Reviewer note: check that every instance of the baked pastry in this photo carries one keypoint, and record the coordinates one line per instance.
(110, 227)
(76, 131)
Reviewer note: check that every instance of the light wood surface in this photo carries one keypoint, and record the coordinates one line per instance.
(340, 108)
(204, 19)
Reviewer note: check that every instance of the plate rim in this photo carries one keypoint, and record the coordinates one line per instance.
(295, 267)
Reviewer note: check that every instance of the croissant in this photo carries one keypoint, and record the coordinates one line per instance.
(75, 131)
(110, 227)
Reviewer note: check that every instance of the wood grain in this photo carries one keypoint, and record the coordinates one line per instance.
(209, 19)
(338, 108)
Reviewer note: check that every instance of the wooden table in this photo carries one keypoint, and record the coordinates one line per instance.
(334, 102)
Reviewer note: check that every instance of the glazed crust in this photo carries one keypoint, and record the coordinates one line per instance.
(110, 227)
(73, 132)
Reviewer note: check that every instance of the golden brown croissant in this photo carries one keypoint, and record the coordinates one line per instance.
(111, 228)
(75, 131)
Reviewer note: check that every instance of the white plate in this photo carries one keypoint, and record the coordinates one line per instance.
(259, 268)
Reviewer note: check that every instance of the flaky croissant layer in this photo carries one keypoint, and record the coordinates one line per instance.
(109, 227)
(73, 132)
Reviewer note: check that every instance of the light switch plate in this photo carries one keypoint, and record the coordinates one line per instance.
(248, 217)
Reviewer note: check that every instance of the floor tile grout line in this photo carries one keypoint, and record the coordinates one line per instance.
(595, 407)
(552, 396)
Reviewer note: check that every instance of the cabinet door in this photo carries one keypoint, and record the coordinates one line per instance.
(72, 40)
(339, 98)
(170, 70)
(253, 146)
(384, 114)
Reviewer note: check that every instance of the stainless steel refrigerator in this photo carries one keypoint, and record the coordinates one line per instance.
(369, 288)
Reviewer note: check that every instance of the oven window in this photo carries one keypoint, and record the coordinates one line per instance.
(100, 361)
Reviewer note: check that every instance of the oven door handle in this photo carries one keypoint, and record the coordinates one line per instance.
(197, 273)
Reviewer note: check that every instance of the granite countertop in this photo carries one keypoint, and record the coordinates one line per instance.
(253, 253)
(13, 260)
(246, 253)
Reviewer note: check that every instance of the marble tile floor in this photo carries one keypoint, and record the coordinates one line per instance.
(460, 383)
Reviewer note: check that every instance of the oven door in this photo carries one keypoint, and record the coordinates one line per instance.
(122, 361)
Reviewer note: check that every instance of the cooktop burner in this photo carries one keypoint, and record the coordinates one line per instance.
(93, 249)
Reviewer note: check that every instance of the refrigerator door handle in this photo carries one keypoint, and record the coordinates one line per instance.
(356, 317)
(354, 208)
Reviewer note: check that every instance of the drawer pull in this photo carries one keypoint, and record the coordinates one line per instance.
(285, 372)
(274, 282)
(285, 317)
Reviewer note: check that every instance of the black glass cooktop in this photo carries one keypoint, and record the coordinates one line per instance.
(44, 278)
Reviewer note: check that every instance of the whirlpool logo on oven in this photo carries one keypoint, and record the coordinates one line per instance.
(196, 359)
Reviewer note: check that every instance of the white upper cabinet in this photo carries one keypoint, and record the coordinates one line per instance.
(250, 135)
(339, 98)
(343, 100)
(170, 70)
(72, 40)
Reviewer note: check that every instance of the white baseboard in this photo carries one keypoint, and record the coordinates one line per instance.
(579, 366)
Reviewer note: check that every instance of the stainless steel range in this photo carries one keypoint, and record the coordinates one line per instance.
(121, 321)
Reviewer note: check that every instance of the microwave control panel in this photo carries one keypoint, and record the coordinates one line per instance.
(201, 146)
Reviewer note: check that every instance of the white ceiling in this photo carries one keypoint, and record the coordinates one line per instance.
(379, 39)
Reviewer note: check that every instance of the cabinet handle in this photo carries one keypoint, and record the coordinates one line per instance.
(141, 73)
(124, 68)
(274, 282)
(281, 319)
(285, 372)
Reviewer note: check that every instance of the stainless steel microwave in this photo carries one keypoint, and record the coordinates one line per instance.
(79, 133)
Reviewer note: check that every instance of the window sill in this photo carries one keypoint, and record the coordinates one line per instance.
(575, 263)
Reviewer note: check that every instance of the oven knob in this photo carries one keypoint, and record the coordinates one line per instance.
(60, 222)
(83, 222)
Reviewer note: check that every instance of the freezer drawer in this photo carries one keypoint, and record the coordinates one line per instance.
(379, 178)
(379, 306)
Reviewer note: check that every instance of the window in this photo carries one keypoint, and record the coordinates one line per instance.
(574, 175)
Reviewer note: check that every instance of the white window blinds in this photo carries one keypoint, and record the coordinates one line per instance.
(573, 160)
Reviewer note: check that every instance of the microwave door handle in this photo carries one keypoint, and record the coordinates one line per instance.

▶ Given request: Transcribe the material above word for word.

▶ Exercise answer:
Reviewer note: check that every instance of the baked pastry in this photo carries one keypoint, and record the coordinates one line per instance.
(110, 227)
(76, 131)
Reviewer note: check that every instance of the light wood surface in this photo carries one keypoint, and record the coordinates one line per instance.
(340, 108)
(204, 19)
Reviewer note: check that every instance of the plate rim in this photo carries one keypoint, and record the coordinates one line per instance.
(295, 267)
Reviewer note: check that every instance of the croissant in this photo carries one keypoint, and record the coordinates one line per instance.
(75, 131)
(110, 227)
Reviewer note: check that every instance of the wood grain in this photo carries one keypoint, and record the coordinates one line per instance.
(209, 19)
(338, 108)
Reviewer note: check that every instance of the wooden table in this photo carries one keypoint, and record the coordinates one line per instance.
(334, 102)
Reviewer note: check that every instance of the glazed crust in this photo carries one keypoint, and record the coordinates one line per instance.
(110, 227)
(73, 132)
Reviewer note: check that every instance of the golden brown croissant in this photo carries one keypoint, and record the coordinates one line per instance.
(111, 228)
(75, 131)
Reviewer note: check that every instance of the white plate in this photo carries one keypoint, and record the coordinates one line per instance.
(259, 268)
Reviewer note: check that every instance of the flaky croissant layer in this photo carries one keypoint, and record the coordinates one line per instance.
(109, 227)
(73, 132)
Reviewer note: check that every instance of the light switch plate in this photo carries one keypoint, and record the coordinates one line per instance.
(248, 217)
Reviewer note: check that every instance of the floor tile grout line in this photo carries one keypoint, and record the coordinates one line per instance.
(595, 407)
(552, 396)
Reviewer note: check that every instance of the cabinet door in this photo carries one keypoint, and record the coordinates one line per instance.
(72, 40)
(339, 98)
(170, 70)
(253, 146)
(384, 114)
Reviewer note: check that every instance of the stainless steel refrigerator in this photo carries one keypoint, and record the coordinates one line per instance.
(369, 288)
Reviewer note: check that every instance of the oven window in this photo carries one keypoint, and record the coordinates one line per instance.
(100, 361)
Reviewer note: check that every instance of the oven door handle in this photo carries one keypoint, and record the coordinates one line per instance.
(197, 273)
Reviewer note: check that every instance of the granite countertop in this photo carries one keypoint, and record the coordinates one line per instance.
(253, 253)
(13, 260)
(246, 253)
Reviewer note: check that every instance of the marble tile floor in this photo carries one keypoint, and record the coordinates one line per instance.
(460, 383)
Reviewer note: check that every instance of the oven door in this photo carries one keypoint, and record the coordinates one line per instance.
(122, 361)
Reviewer note: check that every instance of the cooktop burner in this photo carries one keypoint, and record the coordinates one line per instance.
(93, 249)
Reviewer note: check that every instance of the refrigerator door handle in this photo carries one keypoint, and record the coordinates one line per instance.
(356, 317)
(354, 208)
Reviewer note: check that every instance of the drawer pull in this photo carries one keypoint, and record the coordinates one line per instance.
(285, 372)
(274, 282)
(285, 317)
Reviewer note: check that every instance of the black glass cooktop in this photo carries one keypoint, and record the coordinates one line per instance.
(44, 278)
Reviewer note: check that every instance of the whirlpool logo on oven in this photo carries one keypoint, and record the coordinates one line per instance.
(196, 359)
Reviewer note: check that every instance of the white upper cabinet in this photo carries one keypoint, and record the coordinates one line per instance.
(250, 135)
(339, 98)
(343, 100)
(170, 70)
(72, 40)
Reviewer note: check that every instance of the white baseboard in this photo carries one keypoint, and record the coordinates one line per instance.
(579, 366)
Reviewer note: check that every instance of the stainless steel range in this photo carries one keypoint, and record the coordinates one line per instance.
(121, 321)
Reviewer note: check that every instance of the microwave control panel in this photo carries one keypoint, and record the coordinates one line per instance.
(201, 146)
Reviewer note: check that every instance of the white ceiling in this photo carries one keypoint, and record the coordinates one line per instance.
(379, 39)
Reviewer note: check that every instance of the cabinet handle in this photo carries one keypoint, and record the coordinates one line per instance.
(141, 73)
(124, 68)
(274, 282)
(281, 319)
(285, 372)
Reviewer note: check that every instance of the stainless steel microwave in this photo carries one keypoint, and record the coordinates one line per instance.
(79, 133)
Reviewer note: check that every instance of the window sill in this photo carries one keypoint, and record the coordinates one line per instance.
(575, 263)
Reviewer note: check that every instance of the oven knob in this photo carries one keypoint, and record the coordinates one line per instance.
(60, 222)
(83, 222)
Reviewer note: check that every instance of the freezer drawer in this photo carries one keypoint, and record the coordinates one line per instance.
(379, 178)
(379, 306)
Reviewer note: check that every instance of the window in this photo carries one keypoint, and record the coordinates one line per instance.
(574, 175)
Reviewer note: check that every instance of the white window blinds in this photo carries one keypoint, and record the coordinates one line per instance.
(573, 160)
Reviewer note: check that every instance of the microwave door handle in this photo carries one keypoint, and record the coordinates one line per instance.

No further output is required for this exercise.